# [SET PROBLEM A]
Copy the records exactly as they stand, from their first line through the line that contains "463 113 L 416", including both ends.

To start the tool:
Toolbox | NGS Core Tools () | Extract Consensus Sequence ()
This opens a dialog where you can select mappings,either in the form of tracks or read mappings, or BLAST results. Click Next to specify how the consensus sequence should be created (see figure 25.24).
When extracting a consensus sequence, you can decide how to handle regions with low coverage (a definition of coverage can be found in Reference sequence statistics). The first step is to define a threshold for when coverage is considered low. The default value is 0, which means that low coverage is defined as no coverage (i.e. no reads align to the reference at this position). That means if you have one read covering a given position, it will only be that read that determines the consensus sequence. If you need to place higher confidence that the consensus sequence is correct, we advice to raise this value, to only construct a consensus sequence when there are more reads supporting it.
When the low coverage threshold is defined, there are several options for handling the low coverage regions:
- Remove regions with low coverage. When using this option, no consensus sequence is created for the low coverage regions. There are two ways of creating the consensus sequence from the remaining contiguous stretches of high coverage: either the consensus sequence is split into separate sequence when there is a low coverage region, or the low coverage region is simply ignored, and the high-coverage regions are directly joined (in this case, an annotation is added at the position where a low coverage region is removed in the consensus sequence produced, see below).

# [EXERCISE INPUT]
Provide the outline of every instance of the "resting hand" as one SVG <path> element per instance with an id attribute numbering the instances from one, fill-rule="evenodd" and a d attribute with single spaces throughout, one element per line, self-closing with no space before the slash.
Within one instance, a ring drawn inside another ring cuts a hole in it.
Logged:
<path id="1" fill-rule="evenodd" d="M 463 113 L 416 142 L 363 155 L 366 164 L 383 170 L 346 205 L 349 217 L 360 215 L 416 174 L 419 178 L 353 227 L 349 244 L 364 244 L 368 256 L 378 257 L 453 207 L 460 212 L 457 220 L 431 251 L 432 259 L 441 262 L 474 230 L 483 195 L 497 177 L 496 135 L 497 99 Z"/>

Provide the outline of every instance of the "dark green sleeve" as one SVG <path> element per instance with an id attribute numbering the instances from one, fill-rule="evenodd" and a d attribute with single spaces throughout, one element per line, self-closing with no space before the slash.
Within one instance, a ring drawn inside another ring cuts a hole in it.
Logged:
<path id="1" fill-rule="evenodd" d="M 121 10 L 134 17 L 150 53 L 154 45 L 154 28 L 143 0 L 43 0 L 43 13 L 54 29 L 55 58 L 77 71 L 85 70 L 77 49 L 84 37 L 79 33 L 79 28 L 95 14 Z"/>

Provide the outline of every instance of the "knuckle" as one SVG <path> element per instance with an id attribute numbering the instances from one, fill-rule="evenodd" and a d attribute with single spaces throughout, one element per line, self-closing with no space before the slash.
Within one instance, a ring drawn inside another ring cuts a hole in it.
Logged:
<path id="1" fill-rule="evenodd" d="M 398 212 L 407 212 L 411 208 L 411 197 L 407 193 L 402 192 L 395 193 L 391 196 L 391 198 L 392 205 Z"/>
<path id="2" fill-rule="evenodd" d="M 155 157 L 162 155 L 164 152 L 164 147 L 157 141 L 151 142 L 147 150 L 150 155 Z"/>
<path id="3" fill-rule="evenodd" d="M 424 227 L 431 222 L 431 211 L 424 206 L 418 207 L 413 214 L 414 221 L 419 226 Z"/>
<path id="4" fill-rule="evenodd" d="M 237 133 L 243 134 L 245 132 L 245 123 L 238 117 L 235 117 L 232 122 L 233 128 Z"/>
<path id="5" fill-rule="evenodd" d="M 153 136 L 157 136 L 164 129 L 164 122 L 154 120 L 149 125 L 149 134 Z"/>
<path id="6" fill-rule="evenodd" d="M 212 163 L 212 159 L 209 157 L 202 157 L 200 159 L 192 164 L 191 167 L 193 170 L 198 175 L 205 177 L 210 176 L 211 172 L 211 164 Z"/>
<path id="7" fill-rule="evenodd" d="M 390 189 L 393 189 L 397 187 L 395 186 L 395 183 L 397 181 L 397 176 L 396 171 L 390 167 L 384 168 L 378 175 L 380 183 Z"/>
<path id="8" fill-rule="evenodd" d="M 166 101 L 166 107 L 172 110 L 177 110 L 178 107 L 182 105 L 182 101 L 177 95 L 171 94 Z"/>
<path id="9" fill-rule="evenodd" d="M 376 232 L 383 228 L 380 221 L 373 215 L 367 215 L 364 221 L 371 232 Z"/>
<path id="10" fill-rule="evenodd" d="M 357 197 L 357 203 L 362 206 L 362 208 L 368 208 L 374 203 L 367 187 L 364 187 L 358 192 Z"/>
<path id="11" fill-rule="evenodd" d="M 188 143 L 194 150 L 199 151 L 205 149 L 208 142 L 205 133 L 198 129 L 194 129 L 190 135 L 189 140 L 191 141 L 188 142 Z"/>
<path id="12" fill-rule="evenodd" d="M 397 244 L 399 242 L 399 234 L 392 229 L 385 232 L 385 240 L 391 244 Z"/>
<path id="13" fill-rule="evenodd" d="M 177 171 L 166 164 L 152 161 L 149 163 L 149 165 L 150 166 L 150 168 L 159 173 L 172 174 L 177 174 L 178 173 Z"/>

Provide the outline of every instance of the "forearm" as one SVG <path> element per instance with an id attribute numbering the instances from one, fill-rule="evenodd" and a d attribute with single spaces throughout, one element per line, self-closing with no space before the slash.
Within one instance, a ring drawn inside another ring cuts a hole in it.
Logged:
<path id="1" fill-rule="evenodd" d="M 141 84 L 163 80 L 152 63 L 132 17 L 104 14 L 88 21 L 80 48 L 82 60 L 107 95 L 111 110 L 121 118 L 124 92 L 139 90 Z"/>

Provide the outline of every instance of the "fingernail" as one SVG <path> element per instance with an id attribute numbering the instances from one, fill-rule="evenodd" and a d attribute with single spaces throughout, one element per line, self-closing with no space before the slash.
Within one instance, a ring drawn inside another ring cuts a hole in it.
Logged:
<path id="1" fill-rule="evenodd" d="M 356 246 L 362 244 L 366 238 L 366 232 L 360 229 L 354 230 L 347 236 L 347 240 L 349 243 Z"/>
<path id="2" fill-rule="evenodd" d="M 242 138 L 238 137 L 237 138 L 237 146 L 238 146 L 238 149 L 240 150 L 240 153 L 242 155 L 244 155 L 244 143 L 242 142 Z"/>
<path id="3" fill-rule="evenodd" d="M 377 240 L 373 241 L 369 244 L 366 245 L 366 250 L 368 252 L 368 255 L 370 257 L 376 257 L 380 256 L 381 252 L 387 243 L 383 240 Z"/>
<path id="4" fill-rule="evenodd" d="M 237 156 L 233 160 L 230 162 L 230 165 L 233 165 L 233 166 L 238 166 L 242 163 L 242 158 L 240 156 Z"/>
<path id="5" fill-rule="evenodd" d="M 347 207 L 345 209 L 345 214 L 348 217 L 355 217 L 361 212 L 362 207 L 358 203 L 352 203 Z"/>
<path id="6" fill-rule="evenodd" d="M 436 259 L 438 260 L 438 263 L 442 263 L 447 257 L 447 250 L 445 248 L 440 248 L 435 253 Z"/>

# [SET PROBLEM B]
In the text on extracting a consensus sequence, what is the default value of the low coverage threshold?

# [SOLUTION A]
Provide the outline of every instance of the "resting hand" as one SVG <path> element per instance with an id attribute numbering the instances from one, fill-rule="evenodd" and a d attribute with single spaces throughout, one element per line, self-closing with no space before the slash.
Within one instance, a ring drawn inside another ring cuts a hole in it.
Logged:
<path id="1" fill-rule="evenodd" d="M 463 113 L 416 142 L 363 155 L 366 164 L 383 170 L 346 205 L 349 217 L 360 215 L 416 174 L 419 178 L 353 227 L 349 244 L 364 244 L 368 256 L 378 257 L 453 207 L 460 212 L 457 220 L 431 251 L 432 259 L 441 262 L 474 230 L 483 195 L 497 177 L 496 135 L 497 99 Z"/>

# [SOLUTION B]
The default value is 0, which means low coverage is defined as no coverage.